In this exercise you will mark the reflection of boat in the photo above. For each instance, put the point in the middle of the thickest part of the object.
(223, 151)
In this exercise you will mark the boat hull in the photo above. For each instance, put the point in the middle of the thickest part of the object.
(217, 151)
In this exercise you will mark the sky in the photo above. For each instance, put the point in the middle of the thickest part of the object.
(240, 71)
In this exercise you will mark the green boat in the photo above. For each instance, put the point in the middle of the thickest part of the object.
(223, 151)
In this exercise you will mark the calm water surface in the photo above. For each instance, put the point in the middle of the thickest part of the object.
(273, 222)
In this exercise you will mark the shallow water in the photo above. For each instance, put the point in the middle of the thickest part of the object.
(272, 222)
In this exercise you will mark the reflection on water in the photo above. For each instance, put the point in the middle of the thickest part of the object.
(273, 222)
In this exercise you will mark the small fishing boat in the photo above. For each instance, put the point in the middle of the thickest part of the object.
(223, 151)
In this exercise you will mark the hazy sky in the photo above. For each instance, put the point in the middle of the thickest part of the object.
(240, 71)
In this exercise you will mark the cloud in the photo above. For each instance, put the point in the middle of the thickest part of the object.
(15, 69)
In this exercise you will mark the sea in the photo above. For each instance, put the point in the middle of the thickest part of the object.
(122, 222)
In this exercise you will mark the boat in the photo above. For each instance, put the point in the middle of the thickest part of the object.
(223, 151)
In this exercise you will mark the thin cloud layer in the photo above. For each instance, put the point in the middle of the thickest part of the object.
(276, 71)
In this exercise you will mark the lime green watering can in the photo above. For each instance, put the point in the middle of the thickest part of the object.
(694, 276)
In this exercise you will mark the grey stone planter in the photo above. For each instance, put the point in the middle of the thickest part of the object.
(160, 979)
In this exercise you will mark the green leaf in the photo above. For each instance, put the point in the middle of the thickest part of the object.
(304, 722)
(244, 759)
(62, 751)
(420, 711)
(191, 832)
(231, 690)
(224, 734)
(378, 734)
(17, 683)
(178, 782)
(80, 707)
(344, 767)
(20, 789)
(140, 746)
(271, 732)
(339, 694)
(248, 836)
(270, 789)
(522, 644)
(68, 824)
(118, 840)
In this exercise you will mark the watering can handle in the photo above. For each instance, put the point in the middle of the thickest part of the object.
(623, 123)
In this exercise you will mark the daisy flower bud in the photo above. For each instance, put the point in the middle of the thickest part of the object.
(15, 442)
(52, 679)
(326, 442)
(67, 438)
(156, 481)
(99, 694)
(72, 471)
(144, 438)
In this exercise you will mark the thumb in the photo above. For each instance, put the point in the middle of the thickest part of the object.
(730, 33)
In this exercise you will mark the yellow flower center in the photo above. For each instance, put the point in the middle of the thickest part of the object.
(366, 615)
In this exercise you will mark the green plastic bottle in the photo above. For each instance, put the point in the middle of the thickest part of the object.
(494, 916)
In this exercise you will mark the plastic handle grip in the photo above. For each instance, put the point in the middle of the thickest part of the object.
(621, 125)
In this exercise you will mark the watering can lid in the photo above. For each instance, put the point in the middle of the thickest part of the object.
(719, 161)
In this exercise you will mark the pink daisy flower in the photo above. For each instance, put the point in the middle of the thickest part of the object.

* _Aim_
Rewrite every row above, from the line holding "In this exercise you will mark the yellow" through the end of the rows, inclusive, and shift each answer's coordinates by adding 33 to every number in them.

* _Output of the exercise_
In this exercise you will mark the yellow flower center in the photo above. For each instance, put the point in the middle of the thickest part of the object.
(399, 648)
In this exercise you will mark the green plastic bottle in the photo above. For each instance, put the point in the middle of the thickest part of the object.
(527, 949)
In this exercise you will mark the plastic handle grip in the photo above. For each instance, put the point in the middle of the thickest part of the object.
(654, 158)
In this exercise you will mark the watering can lid in the photo above. For each instance, put the point in the middle of the thickest part of the object.
(752, 194)
In this exercise you will mark the pink daisy flower in the photo above. For each instance, put the point in the middle of the thickest part of the object.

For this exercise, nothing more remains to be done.